# Page text
————

Tuesday, August 25, 2009

A Critical Examination of the Rape/Revenge Flick

Recently I had the pleasure of watching the early 1980s exploitation film Ms. 45. This movie has everything you'd want out of early 1980s exploitation cinema: hot chicks, plenty of violence, early New Wave fashions, ridiculous characters, and a bizzare and rather perverse message which I will describe shortly. The premise is easy enough and the film wastes no time getting down to it, much like director Abel Ferrara's debut "video nasty" Driller Killer.

Thana is a shy mute girl who works as a seamstress in New York's garment district with a few other equally attractive young women who run the gamut of typical male fantasies: a preppy blond, a brunette, and a black haired foul-mouthed tough girl with an adorable Brooklyn accent. An early scene shows Thana, the blond and the tough chick walking to the subway after work and having to deal with leers and comments from blacks, hispanics and an Italian guy who says something like, "Hey, baby come sit on my face!" With dialogue like this you know this film will pull no punches and the viewer is in for some seriously low brow entertainment.

————

# Segmentation labeling entries
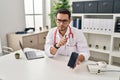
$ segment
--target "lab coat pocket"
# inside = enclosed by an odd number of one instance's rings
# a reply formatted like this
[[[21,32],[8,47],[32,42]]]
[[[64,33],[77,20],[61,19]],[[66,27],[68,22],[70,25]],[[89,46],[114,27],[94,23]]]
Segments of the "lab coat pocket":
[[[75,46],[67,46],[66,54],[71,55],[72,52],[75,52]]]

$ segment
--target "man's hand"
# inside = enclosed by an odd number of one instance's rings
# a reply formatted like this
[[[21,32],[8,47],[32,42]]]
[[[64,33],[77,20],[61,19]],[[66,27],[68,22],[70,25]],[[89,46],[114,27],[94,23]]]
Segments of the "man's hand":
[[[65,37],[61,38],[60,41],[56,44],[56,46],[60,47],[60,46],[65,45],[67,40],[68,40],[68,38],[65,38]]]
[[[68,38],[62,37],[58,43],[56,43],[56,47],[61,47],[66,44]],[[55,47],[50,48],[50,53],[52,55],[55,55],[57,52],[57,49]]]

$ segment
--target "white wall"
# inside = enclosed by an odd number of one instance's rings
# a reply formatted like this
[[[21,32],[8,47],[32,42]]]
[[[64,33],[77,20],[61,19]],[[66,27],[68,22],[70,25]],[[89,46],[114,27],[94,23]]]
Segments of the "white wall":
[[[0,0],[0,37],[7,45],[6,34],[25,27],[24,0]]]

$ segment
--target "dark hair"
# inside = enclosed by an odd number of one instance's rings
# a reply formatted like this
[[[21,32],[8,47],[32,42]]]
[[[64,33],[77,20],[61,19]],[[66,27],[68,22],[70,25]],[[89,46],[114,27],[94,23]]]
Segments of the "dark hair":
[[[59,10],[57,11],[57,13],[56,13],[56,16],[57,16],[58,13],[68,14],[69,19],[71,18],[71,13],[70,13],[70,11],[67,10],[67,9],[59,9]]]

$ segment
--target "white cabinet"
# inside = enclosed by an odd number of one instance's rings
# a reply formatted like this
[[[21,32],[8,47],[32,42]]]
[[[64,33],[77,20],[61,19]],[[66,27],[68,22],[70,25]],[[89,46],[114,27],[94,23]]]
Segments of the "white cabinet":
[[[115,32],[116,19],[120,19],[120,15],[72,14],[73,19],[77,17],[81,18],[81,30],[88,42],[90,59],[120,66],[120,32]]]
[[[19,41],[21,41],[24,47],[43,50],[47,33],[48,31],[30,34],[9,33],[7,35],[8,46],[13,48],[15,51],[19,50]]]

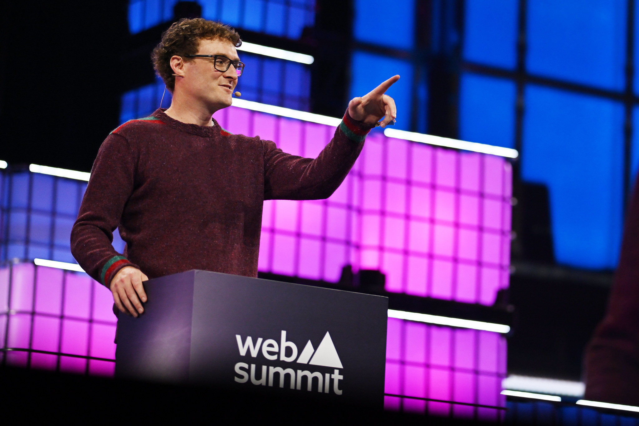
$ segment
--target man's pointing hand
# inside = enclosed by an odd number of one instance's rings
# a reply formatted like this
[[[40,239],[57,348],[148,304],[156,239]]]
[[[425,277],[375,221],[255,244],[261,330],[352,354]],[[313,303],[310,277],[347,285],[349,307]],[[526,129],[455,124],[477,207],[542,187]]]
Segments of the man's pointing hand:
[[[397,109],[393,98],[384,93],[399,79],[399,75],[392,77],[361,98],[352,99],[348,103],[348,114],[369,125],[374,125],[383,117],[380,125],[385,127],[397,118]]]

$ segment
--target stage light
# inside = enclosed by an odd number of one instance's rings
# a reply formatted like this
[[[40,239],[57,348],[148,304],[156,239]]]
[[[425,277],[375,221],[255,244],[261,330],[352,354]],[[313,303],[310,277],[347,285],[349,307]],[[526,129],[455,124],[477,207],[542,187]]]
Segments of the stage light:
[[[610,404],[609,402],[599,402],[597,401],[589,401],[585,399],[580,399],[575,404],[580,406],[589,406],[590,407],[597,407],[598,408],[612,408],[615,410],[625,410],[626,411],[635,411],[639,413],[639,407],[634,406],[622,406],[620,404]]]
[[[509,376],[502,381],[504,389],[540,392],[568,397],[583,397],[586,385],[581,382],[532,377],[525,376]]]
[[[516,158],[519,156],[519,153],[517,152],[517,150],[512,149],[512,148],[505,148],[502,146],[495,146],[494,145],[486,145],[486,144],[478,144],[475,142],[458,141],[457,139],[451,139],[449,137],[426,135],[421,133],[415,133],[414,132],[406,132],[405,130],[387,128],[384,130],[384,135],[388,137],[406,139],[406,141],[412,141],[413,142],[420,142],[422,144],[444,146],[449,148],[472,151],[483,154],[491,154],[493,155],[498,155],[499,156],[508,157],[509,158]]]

————

# Written task A
According to the Ms. 45 review, how does the writer know the film will pull no punches and offer seriously low brow entertainment? Answer in one to three sentences.
# Written task B
From the Ms. 45 review, extract the passage from "Thana is a shy" up to and including "low brow entertainment.".
# Written task C
Answer these questions about the Ms. 45 review:
(i) What work does Thana do, and where?
(ii) Who directed the film?
(iii) What earlier film does the writer name as that director's debut?
Rely solely on the Ms. 45 review for your answers.

# Final answer A
The writer concludes this from the film's dialogue. In an early scene, an Italian guy says something like "Hey, baby come sit on my face!" to the women walking to the subway, and the writer says that dialogue like this shows the film will pull no punches.

# Final answer B
Thana is a shy mute girl who works as a seamstress in New York's garment district with a few other equally attractive young women who run the gamut of typical male fantasies: a preppy blond, a brunette, and a black haired foul-mouthed tough girl with an adorable Brooklyn accent. An early scene shows Thana, the blond and the tough chick walking to the subway after work and having to deal with leers and comments from blacks, hispanics and an Italian guy who says something like, "Hey, baby come sit on my face!" With dialogue like this you know this film will pull no punches and the viewer is in for some seriously low brow entertainment.

# Final answer C
(i) She works as a seamstress in New York's garment district.
(ii) Abel Ferrara.
(iii) Driller Killer.